- [WORK TO COMPLETE]
How many lines in the entries below contain the word "blurred"? Reply with only the number.

━━ INPUT MATERIAL

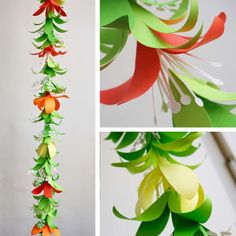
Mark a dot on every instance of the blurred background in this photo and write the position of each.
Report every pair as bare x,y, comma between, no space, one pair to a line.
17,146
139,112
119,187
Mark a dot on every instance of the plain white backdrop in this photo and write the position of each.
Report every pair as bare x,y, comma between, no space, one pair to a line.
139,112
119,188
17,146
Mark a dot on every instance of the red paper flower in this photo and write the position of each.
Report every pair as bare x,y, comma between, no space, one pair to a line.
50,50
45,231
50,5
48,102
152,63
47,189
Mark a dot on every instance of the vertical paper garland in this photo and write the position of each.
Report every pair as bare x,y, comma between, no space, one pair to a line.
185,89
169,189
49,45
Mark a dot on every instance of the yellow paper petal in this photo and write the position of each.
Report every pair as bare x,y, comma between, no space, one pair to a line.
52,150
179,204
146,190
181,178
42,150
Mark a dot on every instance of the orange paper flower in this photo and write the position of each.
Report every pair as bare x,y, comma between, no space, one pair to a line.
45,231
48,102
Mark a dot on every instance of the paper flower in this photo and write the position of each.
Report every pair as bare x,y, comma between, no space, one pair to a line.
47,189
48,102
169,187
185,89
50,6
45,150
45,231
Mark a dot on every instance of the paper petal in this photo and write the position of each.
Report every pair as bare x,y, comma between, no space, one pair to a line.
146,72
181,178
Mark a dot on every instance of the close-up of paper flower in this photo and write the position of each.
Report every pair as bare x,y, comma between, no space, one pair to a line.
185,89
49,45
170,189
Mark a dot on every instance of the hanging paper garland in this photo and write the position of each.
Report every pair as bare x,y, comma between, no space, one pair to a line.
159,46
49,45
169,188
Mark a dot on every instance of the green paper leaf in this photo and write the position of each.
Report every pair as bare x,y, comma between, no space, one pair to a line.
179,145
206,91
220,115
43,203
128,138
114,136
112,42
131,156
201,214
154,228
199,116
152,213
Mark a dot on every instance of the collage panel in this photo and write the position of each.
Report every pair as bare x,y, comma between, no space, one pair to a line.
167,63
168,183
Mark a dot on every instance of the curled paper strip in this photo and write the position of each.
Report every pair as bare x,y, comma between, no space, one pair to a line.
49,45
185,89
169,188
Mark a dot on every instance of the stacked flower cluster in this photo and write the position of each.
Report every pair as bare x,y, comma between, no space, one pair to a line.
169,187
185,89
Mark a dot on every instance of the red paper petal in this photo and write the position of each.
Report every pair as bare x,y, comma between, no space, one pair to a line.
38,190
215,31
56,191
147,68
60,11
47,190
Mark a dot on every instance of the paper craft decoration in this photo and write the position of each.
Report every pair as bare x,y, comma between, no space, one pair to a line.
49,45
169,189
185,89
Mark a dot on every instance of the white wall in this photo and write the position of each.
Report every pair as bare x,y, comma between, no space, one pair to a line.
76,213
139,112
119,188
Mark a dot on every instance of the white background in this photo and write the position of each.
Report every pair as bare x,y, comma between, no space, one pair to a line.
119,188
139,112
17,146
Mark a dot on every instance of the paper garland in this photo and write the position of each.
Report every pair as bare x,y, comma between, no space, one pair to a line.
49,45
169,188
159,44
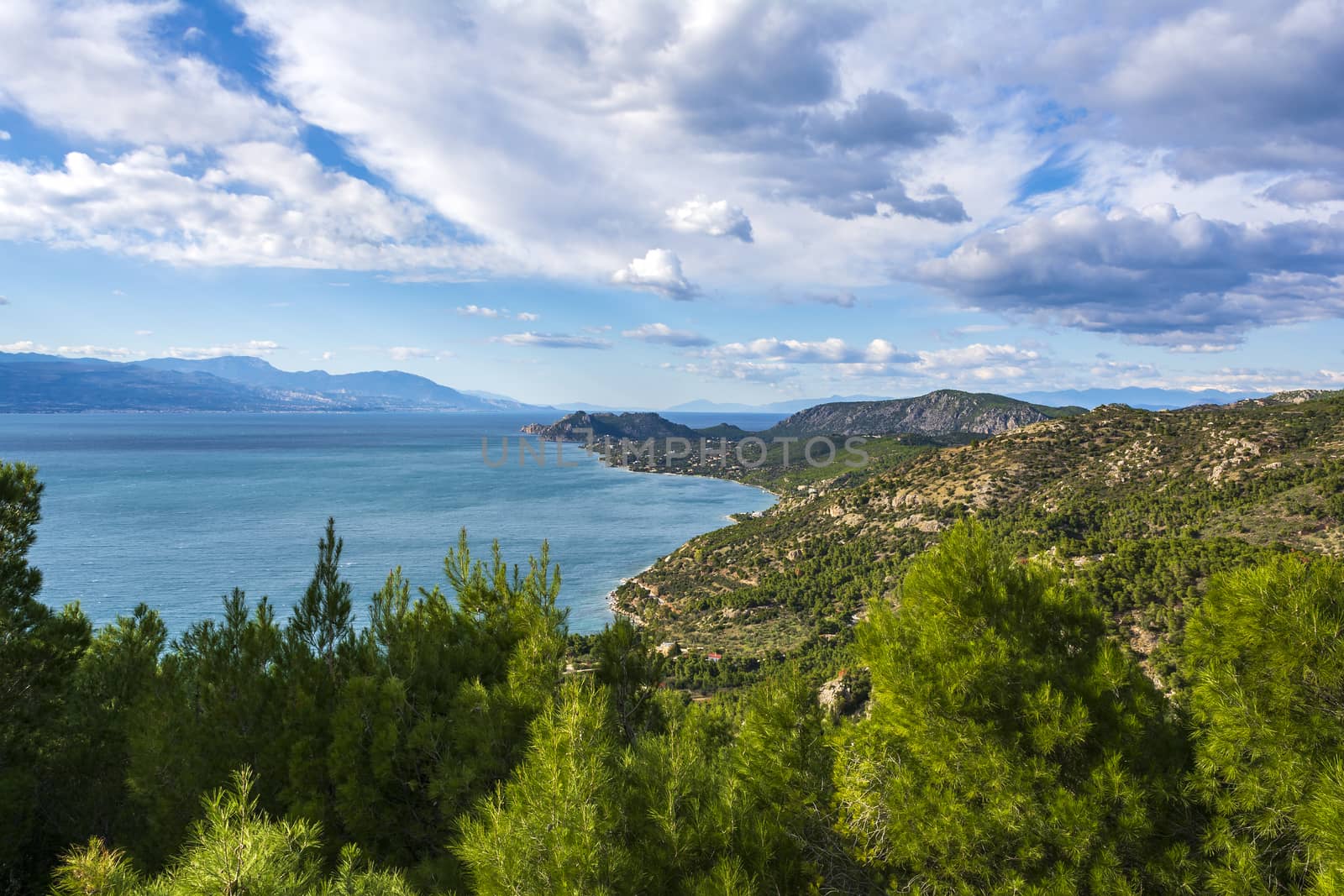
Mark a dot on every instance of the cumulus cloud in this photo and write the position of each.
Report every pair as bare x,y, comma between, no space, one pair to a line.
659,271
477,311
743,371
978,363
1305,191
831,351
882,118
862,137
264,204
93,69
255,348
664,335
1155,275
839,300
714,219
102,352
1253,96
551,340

━━━━
━━ INPUT MATERIAL

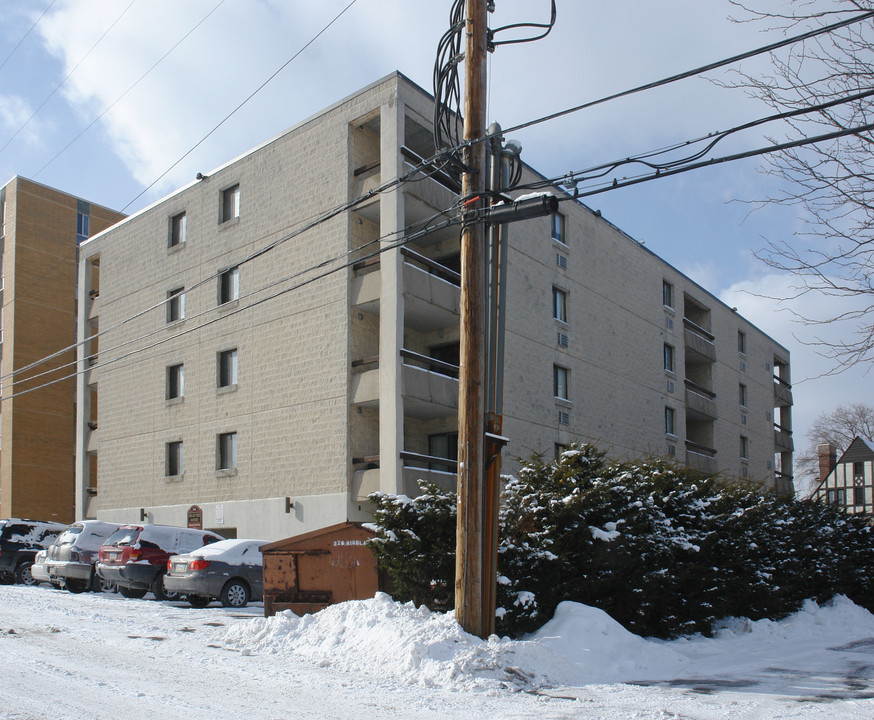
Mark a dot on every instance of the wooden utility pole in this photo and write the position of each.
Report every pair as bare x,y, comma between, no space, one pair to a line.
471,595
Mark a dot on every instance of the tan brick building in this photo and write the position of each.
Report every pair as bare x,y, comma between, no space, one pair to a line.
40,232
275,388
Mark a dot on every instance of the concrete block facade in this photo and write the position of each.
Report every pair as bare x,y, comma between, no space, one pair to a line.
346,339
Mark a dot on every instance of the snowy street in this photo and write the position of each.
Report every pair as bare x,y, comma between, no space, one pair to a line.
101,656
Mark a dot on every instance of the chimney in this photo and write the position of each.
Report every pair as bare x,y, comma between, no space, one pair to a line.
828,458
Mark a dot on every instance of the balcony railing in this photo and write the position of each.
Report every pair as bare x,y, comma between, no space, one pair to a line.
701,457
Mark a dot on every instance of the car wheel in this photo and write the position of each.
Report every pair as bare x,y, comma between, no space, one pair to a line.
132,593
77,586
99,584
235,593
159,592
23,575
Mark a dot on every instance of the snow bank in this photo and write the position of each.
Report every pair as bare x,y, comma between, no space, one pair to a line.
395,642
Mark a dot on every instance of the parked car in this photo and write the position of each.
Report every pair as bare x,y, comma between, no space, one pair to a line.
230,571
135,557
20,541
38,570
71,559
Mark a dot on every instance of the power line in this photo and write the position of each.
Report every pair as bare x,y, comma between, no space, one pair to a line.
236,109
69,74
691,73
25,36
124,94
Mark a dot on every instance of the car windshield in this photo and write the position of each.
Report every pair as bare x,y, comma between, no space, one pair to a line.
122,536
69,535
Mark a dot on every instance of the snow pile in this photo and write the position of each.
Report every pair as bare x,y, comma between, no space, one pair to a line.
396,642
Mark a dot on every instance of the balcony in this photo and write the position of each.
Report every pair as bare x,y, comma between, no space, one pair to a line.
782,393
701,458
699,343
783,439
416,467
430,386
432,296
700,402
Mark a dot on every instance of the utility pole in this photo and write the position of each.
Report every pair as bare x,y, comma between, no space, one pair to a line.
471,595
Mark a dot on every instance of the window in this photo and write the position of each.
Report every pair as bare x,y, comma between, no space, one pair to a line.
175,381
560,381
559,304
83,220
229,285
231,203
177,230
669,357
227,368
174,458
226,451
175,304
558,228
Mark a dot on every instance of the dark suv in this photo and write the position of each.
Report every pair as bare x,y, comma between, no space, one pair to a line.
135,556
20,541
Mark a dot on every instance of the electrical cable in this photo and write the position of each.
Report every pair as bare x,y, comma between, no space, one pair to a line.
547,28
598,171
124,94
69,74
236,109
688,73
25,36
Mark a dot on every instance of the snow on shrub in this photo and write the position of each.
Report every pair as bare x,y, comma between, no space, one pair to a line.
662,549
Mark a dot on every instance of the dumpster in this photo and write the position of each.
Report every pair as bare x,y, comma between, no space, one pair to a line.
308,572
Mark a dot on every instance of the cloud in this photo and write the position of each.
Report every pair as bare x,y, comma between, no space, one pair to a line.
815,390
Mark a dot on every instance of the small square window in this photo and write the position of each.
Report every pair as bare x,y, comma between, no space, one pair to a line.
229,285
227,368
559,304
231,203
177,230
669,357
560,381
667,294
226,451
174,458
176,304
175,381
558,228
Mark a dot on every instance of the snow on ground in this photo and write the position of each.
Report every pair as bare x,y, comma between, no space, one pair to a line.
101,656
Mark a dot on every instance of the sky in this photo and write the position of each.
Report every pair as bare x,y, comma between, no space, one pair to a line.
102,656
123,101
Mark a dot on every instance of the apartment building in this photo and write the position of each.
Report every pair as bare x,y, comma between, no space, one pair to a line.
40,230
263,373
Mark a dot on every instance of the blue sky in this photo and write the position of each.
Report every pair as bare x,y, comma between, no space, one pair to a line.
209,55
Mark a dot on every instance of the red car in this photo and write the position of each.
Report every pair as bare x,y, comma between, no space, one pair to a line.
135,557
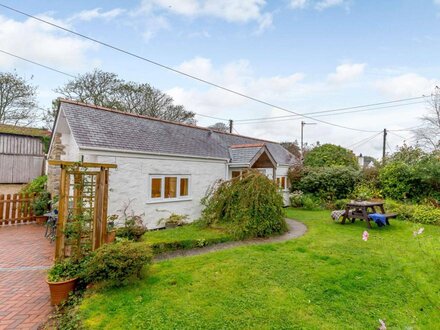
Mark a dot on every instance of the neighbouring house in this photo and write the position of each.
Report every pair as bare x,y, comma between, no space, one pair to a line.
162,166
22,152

━━━━
━━ INPUT MATERIAL

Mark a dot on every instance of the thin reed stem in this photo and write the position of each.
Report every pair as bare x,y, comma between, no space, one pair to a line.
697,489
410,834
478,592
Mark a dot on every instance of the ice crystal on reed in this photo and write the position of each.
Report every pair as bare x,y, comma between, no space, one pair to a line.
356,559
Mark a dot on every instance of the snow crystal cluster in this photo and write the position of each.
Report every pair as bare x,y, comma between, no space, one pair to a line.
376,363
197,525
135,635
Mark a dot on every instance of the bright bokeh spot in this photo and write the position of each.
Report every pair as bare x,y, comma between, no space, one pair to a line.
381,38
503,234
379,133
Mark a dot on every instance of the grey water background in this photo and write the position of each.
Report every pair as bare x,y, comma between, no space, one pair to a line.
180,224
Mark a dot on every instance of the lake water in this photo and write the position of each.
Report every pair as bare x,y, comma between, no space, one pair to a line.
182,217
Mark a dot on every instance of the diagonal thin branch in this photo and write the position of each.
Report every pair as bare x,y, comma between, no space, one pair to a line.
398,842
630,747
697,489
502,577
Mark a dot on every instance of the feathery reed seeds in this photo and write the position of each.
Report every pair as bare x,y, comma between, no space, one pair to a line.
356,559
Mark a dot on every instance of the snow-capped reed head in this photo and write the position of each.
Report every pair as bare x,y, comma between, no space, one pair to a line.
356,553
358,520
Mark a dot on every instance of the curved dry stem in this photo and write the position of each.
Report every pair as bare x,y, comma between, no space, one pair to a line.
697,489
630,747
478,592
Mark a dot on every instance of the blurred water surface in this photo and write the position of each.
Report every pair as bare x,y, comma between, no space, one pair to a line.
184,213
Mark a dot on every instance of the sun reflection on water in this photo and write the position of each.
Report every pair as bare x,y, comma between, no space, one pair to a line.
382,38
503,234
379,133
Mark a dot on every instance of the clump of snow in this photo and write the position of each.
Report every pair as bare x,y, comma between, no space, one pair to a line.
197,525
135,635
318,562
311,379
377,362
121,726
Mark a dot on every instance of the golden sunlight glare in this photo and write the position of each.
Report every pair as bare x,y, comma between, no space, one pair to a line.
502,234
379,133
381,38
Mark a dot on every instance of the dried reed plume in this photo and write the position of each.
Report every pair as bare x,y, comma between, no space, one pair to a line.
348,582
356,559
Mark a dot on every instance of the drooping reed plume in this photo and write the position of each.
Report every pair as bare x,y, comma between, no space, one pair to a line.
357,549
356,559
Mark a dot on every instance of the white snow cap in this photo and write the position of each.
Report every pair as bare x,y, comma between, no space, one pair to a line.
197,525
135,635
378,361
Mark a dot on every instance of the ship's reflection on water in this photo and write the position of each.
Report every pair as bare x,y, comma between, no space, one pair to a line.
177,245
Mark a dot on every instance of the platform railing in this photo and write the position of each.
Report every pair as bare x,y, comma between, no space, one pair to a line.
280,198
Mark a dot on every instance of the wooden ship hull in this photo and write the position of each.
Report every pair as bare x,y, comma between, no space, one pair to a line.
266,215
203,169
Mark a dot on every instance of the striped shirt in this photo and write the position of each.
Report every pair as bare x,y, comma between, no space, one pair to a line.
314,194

━━━━

- [THE RESULT]
2